__Written instruction__.
Retype the lines of the items below, from the line containing "locate the grass" through the line containing "[0,0,300,30]", including both of those lines.

__Exercise materials__.
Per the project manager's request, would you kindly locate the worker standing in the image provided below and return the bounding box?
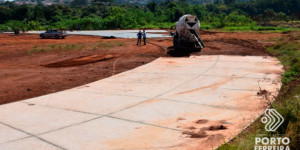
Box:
[136,30,143,45]
[143,30,146,45]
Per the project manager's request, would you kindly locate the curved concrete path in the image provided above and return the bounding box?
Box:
[0,56,283,150]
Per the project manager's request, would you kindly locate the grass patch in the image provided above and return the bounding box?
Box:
[218,31,300,150]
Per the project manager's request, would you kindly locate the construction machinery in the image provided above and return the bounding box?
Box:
[173,15,205,51]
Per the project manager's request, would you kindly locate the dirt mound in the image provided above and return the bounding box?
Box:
[43,54,117,68]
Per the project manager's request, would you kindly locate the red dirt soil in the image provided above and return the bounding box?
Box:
[0,31,282,104]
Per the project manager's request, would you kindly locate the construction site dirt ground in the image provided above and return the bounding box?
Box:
[0,31,284,104]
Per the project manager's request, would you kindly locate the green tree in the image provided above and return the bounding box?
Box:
[223,0,236,5]
[92,0,114,5]
[70,0,89,7]
[146,2,157,12]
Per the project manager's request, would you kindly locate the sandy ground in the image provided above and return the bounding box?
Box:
[0,31,282,104]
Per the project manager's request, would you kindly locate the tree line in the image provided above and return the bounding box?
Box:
[0,0,300,30]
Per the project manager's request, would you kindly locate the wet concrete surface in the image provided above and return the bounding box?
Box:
[0,55,283,150]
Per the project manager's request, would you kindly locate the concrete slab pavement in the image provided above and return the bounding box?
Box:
[0,55,283,150]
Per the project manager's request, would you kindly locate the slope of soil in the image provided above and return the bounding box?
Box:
[0,31,282,104]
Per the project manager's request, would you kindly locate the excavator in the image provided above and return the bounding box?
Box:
[173,14,205,51]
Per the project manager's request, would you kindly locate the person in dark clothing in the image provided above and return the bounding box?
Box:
[136,31,143,45]
[143,30,146,45]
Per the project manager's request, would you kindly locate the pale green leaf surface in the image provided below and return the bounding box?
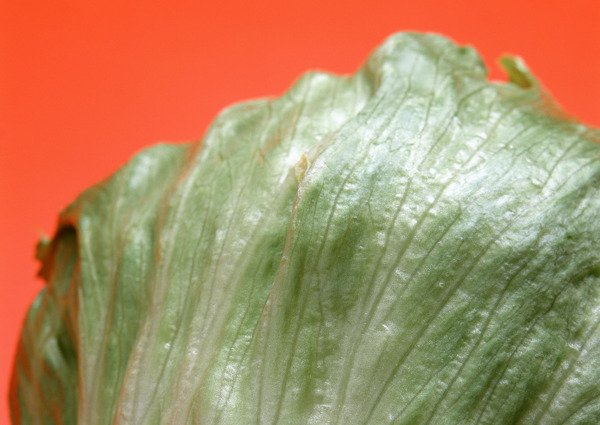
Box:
[11,34,600,425]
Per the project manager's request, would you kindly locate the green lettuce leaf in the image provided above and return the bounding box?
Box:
[11,34,600,425]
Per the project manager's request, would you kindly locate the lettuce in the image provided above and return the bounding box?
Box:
[11,34,600,425]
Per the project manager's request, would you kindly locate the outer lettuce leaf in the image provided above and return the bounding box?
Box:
[11,34,600,425]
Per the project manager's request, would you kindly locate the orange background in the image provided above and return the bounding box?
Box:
[0,0,600,424]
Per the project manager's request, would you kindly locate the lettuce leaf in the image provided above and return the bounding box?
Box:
[11,34,600,425]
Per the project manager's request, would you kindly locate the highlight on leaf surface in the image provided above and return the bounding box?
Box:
[11,33,600,425]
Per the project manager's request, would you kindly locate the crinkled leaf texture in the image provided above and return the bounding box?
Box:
[11,34,600,425]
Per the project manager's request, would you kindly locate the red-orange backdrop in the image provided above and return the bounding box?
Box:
[0,0,600,423]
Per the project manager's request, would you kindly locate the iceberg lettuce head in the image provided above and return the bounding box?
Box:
[11,34,600,425]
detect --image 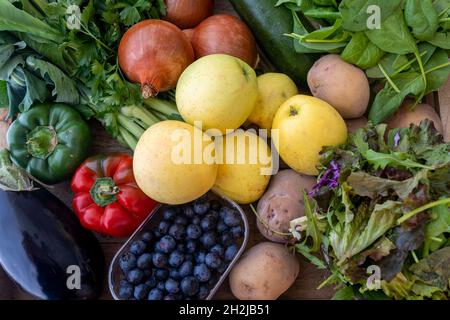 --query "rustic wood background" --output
[0,0,450,300]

__Task output__.
Per the project manager's request, would you kindly locate the grass patch in the image provided above and return the bounding box?
Box:
[218,31,300,150]
Per the project manager's request, would you kindly locate the construction machinery in the image provided above and return the bounding box?
Box:
[173,15,205,51]
Per the project manager's request, would you kindly locate the dirt mound in the image provided above and return the bounding box?
Box:
[43,54,117,68]
Per the project manager's request, would you kindly locate the red dirt soil in the image provided above and return the bounding box?
Box:
[0,31,282,104]
Per the project manager's request, would you kindly locate the construction site dirt ground in the image provided above and return the bounding box?
Box:
[0,31,284,104]
Per the project manager's request, would you kindly locate the green tree in the image provided above and return the bounding box?
Box:
[223,0,236,5]
[92,0,114,5]
[70,0,89,7]
[146,2,157,12]
Per the project manager's request, would you kindly locate the sandy ground in the image provided above and return the bounding box?
Box:
[0,31,282,104]
Per the project manager's request, would you kindly locate the tree line in the image provided above and return the bounding box?
Box:
[0,0,300,30]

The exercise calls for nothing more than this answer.